**RECORDS SUPPLIED:**
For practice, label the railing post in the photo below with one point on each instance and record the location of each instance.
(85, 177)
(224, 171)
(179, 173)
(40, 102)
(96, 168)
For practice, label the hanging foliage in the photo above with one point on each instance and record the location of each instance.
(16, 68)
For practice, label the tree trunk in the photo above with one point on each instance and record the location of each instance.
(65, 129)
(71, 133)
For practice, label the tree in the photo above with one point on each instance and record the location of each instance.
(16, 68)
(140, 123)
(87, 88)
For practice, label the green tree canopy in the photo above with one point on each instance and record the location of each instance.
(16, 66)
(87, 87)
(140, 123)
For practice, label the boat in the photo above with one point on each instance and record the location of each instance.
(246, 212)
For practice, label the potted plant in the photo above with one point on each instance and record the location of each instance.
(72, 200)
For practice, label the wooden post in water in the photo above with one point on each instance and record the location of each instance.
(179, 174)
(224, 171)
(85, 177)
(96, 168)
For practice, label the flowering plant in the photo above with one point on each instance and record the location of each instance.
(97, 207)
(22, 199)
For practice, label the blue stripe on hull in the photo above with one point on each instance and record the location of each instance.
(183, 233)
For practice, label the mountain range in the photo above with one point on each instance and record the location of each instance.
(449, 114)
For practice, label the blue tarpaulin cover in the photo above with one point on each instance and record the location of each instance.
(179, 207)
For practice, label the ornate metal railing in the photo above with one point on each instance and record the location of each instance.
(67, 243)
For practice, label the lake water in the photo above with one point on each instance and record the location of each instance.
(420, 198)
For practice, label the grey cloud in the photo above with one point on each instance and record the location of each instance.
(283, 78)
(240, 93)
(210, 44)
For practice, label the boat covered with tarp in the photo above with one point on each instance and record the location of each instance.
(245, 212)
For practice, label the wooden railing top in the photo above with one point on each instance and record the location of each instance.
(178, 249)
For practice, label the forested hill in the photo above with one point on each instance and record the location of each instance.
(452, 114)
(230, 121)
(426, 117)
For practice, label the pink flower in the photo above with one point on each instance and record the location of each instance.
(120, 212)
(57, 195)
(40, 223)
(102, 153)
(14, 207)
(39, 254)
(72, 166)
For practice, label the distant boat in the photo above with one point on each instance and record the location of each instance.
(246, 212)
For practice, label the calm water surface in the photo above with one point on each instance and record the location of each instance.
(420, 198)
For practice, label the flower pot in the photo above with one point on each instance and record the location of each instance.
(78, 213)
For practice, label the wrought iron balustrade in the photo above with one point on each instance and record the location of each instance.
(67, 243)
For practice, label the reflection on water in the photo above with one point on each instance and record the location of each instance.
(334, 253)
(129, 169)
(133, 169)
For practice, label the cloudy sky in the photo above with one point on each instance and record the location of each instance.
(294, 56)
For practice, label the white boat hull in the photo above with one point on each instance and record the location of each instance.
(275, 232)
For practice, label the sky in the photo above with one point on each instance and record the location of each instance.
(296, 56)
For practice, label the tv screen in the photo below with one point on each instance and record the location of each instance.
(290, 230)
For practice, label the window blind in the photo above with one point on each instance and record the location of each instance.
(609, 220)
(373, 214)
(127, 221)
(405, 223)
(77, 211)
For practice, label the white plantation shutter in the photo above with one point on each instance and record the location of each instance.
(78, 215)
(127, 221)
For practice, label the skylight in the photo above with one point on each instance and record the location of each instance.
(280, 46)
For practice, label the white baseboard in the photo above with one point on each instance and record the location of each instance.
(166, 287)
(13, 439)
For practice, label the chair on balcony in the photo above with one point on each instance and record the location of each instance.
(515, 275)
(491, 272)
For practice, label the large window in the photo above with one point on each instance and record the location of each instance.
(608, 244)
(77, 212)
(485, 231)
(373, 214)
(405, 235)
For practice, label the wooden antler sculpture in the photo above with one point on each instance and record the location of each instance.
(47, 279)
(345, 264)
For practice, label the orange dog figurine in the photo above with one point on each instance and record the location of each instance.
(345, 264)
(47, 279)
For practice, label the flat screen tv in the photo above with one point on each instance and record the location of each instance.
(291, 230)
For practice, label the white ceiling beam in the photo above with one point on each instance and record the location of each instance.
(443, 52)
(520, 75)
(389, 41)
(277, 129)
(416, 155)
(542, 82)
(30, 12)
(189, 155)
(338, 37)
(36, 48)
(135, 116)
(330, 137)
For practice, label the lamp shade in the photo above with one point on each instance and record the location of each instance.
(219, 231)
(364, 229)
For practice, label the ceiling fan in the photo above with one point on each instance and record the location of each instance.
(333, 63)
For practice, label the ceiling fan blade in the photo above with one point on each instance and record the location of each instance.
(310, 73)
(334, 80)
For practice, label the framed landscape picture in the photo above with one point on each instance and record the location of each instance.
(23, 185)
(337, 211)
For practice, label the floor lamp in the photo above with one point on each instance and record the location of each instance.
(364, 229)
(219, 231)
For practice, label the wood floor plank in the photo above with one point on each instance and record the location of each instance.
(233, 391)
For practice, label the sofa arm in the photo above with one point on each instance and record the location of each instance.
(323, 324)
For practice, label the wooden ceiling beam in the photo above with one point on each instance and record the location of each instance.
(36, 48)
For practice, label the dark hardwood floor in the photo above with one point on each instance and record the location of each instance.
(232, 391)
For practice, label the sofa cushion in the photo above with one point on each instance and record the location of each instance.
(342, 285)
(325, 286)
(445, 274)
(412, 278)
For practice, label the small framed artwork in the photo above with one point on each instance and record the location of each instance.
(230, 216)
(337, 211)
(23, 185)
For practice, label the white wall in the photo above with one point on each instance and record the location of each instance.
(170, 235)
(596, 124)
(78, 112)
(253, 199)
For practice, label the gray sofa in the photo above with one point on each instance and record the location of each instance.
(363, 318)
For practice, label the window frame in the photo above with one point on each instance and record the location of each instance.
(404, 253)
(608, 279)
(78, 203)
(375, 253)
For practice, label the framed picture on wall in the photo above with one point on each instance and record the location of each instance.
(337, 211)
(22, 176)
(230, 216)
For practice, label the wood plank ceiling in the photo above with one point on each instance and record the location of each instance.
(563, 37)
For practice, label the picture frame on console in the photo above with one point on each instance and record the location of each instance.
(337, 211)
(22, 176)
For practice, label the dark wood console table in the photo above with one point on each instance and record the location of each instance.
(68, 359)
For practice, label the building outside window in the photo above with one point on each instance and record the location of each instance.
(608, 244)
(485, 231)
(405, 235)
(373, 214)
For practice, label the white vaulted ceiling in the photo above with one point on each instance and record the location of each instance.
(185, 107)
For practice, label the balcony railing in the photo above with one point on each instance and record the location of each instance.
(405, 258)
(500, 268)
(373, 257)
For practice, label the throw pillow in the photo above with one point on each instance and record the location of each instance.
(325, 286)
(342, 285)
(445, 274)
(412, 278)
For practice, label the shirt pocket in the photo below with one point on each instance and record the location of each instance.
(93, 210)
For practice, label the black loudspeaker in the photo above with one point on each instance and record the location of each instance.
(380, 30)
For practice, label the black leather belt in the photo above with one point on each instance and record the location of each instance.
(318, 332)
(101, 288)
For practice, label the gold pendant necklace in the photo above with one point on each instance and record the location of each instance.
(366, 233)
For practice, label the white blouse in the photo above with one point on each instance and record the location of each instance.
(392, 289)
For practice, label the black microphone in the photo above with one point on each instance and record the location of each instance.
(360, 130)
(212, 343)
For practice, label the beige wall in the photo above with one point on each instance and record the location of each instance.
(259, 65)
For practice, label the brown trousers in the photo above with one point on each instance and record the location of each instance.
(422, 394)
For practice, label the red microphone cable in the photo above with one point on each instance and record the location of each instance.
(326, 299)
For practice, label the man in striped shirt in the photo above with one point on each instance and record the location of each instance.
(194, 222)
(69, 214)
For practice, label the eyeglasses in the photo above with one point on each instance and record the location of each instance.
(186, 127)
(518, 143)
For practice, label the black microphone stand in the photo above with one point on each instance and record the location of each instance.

**TO DO:** All of the material above needs to be retyped word for word.

**OUTPUT OF THE EXERCISE:**
For practice, label the railing post in the photo below with one point on each instance and record the location of each instance.
(85, 177)
(224, 171)
(179, 173)
(40, 102)
(96, 168)
For practice, label the hanging foliage in the photo above with one point on each instance and record the location of each instance.
(16, 68)
For practice, label the tree trunk in the photo above with one point on each instance and record the location of each instance.
(65, 129)
(71, 133)
For practice, label the tree in the photo above with one point on each instance and record the location of each instance.
(16, 68)
(140, 123)
(87, 88)
For practice, label the green tree canopy in the photo above with one point on each instance and record the location of each instance.
(16, 66)
(87, 87)
(140, 123)
For practice, label the boat in the photo above with one point on each instance and record the location of each instance.
(246, 212)
For practice, label the potted plant in the photo above with one point on each instance and record the location of each instance.
(72, 200)
For practice, label the wooden post in water in the photo above with one point on each instance and record the location of each instance.
(179, 174)
(224, 171)
(85, 177)
(96, 168)
For practice, label the flowering plant in the photo above with one point on each instance and record the location of each instance.
(97, 207)
(22, 199)
For practice, label the blue stripe on hull in the photo above with one point on each instance and record the location of each instance.
(183, 233)
For practice, label the mountain range in the photo above with one point on each instance and record the location of each instance.
(449, 114)
For practice, label the blue tarpaulin cover in the photo above with one point on each instance and record the location of each instance.
(179, 207)
For practice, label the ornate metal railing in the photo above with one point on each instance and record the location of each instance.
(67, 243)
For practice, label the lake water in the photo above with one point on each instance and record the location of each instance.
(420, 198)
For practice, label the grey cloud in the photo above with one point on each instance and record the location of each instance.
(283, 78)
(240, 93)
(210, 44)
For practice, label the boat covered with tarp in the photo above with one point on each instance and record the location of each instance.
(245, 212)
For practice, label the wooden railing top in the photo above with one point on each instance and record the location of each instance.
(178, 249)
For practice, label the forested hill in the photo above with one point on each instance and record the location of each instance.
(452, 114)
(230, 121)
(426, 117)
For practice, label the pink flower in the photo above with one point on each instance and record the location of each instance.
(120, 212)
(57, 195)
(40, 223)
(102, 153)
(14, 207)
(39, 254)
(72, 166)
For practice, label the distant boat in the photo above with one point on each instance and record the location of each instance.
(246, 212)
For practice, label the calm water surface in the photo above with one point on each instance and record the location of each instance.
(420, 198)
For practice, label the flower pot in the photo above with one point on each instance and record the location of each instance.
(78, 213)
For practice, label the wrought iron balustrade in the photo above with one point on each instance and record the location of each instance.
(67, 243)
For practice, label the reflection on water in the photo above with one point on each instance and record the location of each instance.
(334, 253)
(129, 169)
(133, 169)
For practice, label the cloudy sky in the photo above with one point on each instance and record the location of each instance.
(294, 56)
For practice, label the white boat hull in the photo above with one point on each instance and record the location of each instance.
(275, 232)
For practice, label the sky in the photo above with one point on each instance and record the location of each instance.
(296, 56)
For practice, label the tv screen in the photo below with one point on each instance and record the location of each instance.
(290, 230)
For practice, label the window blind in the photo above with one point on each instance and record the location of each instance.
(609, 220)
(373, 214)
(127, 221)
(405, 223)
(77, 211)
For practice, label the white plantation shutter in the photo above with one point on each instance and record the location of each instance.
(78, 215)
(127, 221)
For practice, label the skylight in the photo above with one point on each instance and record the location of each instance.
(280, 46)
For practice, label the white baseboard in the photo above with one point on each instance and record the location of each instance.
(166, 287)
(13, 439)
For practice, label the chair on balcony in the photo above with one point on each instance and record the location of each instance.
(515, 275)
(491, 272)
For practice, label the large window in the photo above with one point on each instance and record the location of each instance.
(608, 244)
(77, 212)
(485, 231)
(373, 214)
(405, 235)
For practice, label the wooden antler sculpture in the photo above with one point on each instance and record the location of each instance.
(47, 279)
(345, 264)
For practice, label the orange dog figurine in the photo above with one point on each instance and record the location of each instance.
(345, 264)
(47, 279)
For practice, label the flat screen tv in the photo above with one point on each instance and record the location of each instance.
(291, 230)
For practice, label the white ceiling beam in the photo above with one point on each instance and record the location of each instance.
(443, 52)
(520, 75)
(389, 41)
(277, 129)
(416, 155)
(542, 82)
(30, 12)
(189, 155)
(338, 37)
(36, 48)
(135, 116)
(330, 137)
For practice, label the lamp shade in the photo above with one point on each instance and record the location of each instance.
(219, 231)
(364, 229)
For practice, label the ceiling fan in the photo above with one point on each instance and record the location of each instance.
(333, 63)
For practice, label the ceiling fan blade in the photo above with one point on each instance and record the location of each instance.
(310, 73)
(334, 80)
For practice, label the framed landscape picture in the photo above with one point on each instance and record the location of each instance.
(23, 185)
(337, 211)
For practice, label the floor lamp in the photo above with one point on each instance and record the location of each instance.
(364, 229)
(219, 231)
For practice, label the wood floor plank in the photo above with one point on each instance and record the location of each instance.
(233, 391)
For practice, label the sofa arm in the photo above with one point on each instance and record the location of each instance.
(323, 324)
For practice, label the wooden ceiling beam in the photo above with one point on each instance and record the location of each instance.
(36, 48)
For practice, label the dark hardwood floor in the photo above with one point on each instance and record the location of each instance.
(232, 391)
For practice, label the sofa cushion in the photo above with one point on each instance and record the location of each instance.
(342, 285)
(325, 286)
(445, 274)
(412, 278)
For practice, label the small framed artwork in the photo above with one point on each instance and record the location of each instance.
(230, 216)
(337, 211)
(23, 185)
For practice, label the white wall in the photo above with one point on each instance and record the location of each instance.
(170, 235)
(596, 124)
(78, 112)
(253, 199)
For practice, label the gray sofa in the photo above with one point on each instance and record the location of each instance.
(363, 318)
For practice, label the window frame in the photo above with one point on each instance and record the location of each instance.
(404, 253)
(608, 279)
(78, 203)
(375, 253)
For practice, label the framed picture on wall in the photo above with one point on each instance and record the location of each instance.
(337, 211)
(22, 176)
(230, 216)
For practice, label the wood plank ceiling in the photo above with one point on each instance and record the location of each instance.
(563, 37)
For practice, label the picture frame on console in the photo above with one point on each instance and record the location of each instance.
(337, 211)
(22, 176)
For practice, label the dark wood console table in the photo above with one point on each instance and record the location of each instance.
(68, 359)
For practice, label the building outside window in the photo above with one point on each instance and record the location of each instance.
(608, 244)
(485, 231)
(405, 235)
(373, 214)
For practice, label the white vaulted ceiling in the photo above with one point on each instance and record the location of each instance.
(185, 107)
For practice, label the balcony railing in the photo above with one point on each instance and record the location of each instance.
(405, 258)
(500, 268)
(373, 257)
For practice, label the throw pillow in the photo above with one point on each instance and record the location of each instance.
(325, 286)
(342, 285)
(445, 274)
(412, 278)
For practice, label the shirt pocket in the photo below with one point on each instance and record the location of each instance.
(93, 210)
For practice, label the black loudspeaker in the photo above with one point on each instance and record the location of each instance.
(380, 30)
For practice, label the black leather belt in the photo above with one point on each instance and record the location of each instance.
(318, 332)
(101, 288)
For practice, label the gold pendant necklace in the photo above with one point on each instance and record the location of each instance.
(366, 233)
For practice, label the white blouse in the photo above with one point on each instance and record the location of each instance.
(392, 289)
For practice, label the black microphone in the photo above with one point on each instance and record the location of each instance.
(360, 130)
(212, 343)
For practice, label the beige wall in the photo above with one point on each instance and record the location of each instance.
(259, 65)
For practice, label the brown trousers in the photo above with one point on each instance and record the location of each instance.
(422, 394)
For practice, label the red microphone cable in the photo above with one point on each instance and record the location of each instance.
(326, 299)
For practice, label the man in striped shirt in the photo above with one point on each instance and record the location of each instance.
(194, 222)
(69, 214)
For practice, label the eyeglasses in the photo above with one point on each instance and record the location of each instance.
(186, 127)
(518, 143)
For practice, label the black microphone stand in the photo above with one point on each instance and record the location of each instance.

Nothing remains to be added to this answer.